-- begin Provided information --

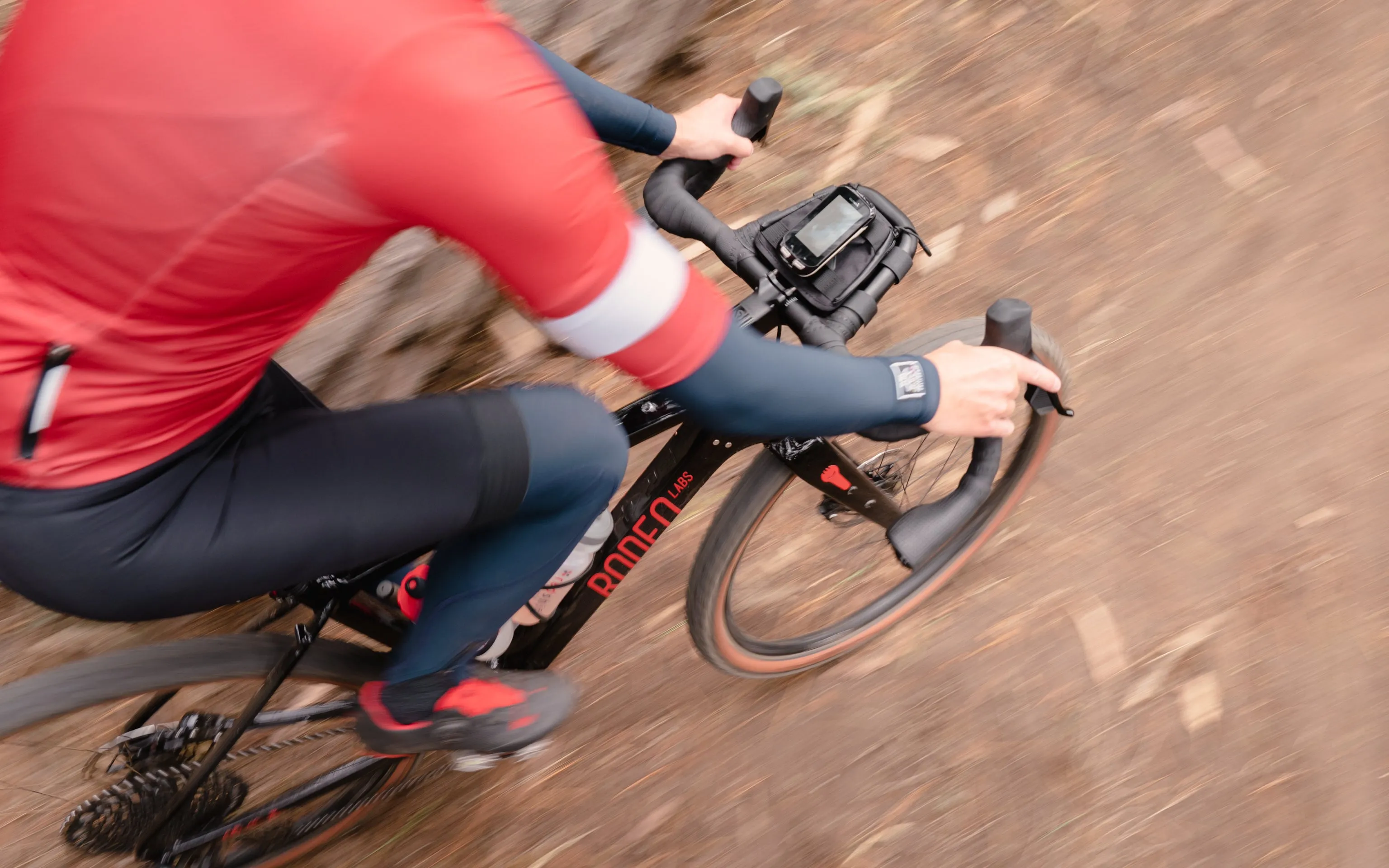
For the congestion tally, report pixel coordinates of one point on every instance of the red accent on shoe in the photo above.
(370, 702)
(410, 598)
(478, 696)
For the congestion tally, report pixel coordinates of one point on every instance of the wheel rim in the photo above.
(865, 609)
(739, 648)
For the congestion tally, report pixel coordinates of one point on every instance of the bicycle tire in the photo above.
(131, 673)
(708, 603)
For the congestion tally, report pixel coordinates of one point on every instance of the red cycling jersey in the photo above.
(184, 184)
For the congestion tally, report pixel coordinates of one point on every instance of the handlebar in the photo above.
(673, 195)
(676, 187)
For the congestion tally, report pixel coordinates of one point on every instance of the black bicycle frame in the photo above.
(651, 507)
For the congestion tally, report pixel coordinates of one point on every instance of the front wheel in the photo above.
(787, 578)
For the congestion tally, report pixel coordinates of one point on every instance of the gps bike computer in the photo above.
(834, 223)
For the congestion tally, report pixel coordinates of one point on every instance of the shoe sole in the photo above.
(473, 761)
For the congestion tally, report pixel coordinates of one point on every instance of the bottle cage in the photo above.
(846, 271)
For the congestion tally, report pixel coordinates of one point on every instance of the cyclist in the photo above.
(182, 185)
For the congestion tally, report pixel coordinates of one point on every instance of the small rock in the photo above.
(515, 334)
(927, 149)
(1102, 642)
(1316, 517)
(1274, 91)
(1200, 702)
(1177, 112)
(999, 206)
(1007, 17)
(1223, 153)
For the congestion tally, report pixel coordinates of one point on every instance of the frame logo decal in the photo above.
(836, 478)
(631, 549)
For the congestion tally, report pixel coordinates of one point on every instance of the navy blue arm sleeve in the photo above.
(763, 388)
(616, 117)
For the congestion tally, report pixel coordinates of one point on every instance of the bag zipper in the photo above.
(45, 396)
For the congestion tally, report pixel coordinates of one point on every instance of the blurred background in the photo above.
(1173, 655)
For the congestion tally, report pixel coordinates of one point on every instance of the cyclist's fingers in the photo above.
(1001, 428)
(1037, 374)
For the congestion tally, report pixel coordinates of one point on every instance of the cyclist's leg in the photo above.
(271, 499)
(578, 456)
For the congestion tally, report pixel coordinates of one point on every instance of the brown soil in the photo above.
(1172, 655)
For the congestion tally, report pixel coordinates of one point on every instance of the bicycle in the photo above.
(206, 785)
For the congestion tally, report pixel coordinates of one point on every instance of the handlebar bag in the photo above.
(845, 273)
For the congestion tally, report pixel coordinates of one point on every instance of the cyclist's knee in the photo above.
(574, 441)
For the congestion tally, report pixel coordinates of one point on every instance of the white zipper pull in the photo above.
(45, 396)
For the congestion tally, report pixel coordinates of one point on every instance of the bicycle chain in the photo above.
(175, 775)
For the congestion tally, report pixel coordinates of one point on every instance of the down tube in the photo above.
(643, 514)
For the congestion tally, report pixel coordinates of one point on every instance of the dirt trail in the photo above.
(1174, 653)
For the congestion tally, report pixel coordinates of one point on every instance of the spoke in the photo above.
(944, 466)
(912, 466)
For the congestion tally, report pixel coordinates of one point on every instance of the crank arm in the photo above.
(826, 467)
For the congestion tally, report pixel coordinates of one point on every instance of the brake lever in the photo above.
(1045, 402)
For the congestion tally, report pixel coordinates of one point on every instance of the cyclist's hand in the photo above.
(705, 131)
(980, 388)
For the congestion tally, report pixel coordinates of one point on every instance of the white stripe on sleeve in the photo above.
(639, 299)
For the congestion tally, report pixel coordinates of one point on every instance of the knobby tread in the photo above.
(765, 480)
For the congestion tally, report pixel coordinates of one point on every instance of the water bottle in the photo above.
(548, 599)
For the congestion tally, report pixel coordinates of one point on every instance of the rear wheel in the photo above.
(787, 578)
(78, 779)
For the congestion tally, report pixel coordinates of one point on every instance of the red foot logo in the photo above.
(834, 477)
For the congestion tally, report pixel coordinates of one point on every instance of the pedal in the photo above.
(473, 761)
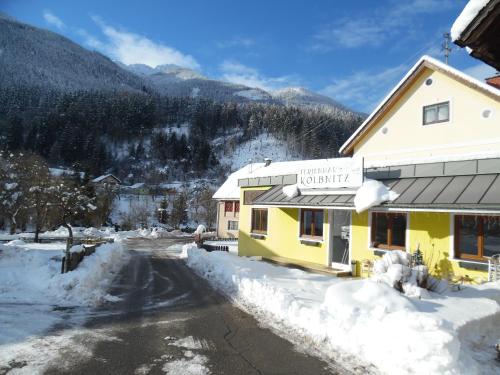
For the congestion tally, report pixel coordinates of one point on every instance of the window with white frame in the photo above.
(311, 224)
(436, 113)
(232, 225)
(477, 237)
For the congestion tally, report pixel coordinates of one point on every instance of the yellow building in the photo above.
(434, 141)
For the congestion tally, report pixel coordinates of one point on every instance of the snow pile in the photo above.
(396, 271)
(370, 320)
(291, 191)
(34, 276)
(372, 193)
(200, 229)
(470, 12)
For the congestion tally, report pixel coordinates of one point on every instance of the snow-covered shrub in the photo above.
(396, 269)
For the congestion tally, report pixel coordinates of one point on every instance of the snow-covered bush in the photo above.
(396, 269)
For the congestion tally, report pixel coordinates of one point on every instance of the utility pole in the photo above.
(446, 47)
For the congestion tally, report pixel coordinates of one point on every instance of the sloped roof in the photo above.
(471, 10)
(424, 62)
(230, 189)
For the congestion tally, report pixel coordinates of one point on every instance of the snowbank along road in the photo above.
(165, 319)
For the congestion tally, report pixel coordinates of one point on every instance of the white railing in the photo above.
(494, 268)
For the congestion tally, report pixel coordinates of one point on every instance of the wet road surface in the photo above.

-- end Provided information --

Format the lines of the entries as a Markdown table with columns "Row" and "Line," starting at the line containing "spoke in the photo above." and ending at the line containing "(1045, 402)". Number the rows in order and leave out any blank lines.

| Row | Line |
|---|---|
| 1 | For the congestion tally, report pixel coordinates of one point on every instance of the spoke in the photo above. |
| 2 | (944, 466) |
| 3 | (912, 466) |
| 4 | For the congestion tally, report pixel coordinates of one point on every instance of the crank arm in the photo above. |
| 5 | (826, 467) |
| 6 | For the congestion tally, report pixel coordinates of one point on every instance of the brake lever in the photo above. |
| 7 | (1045, 402) |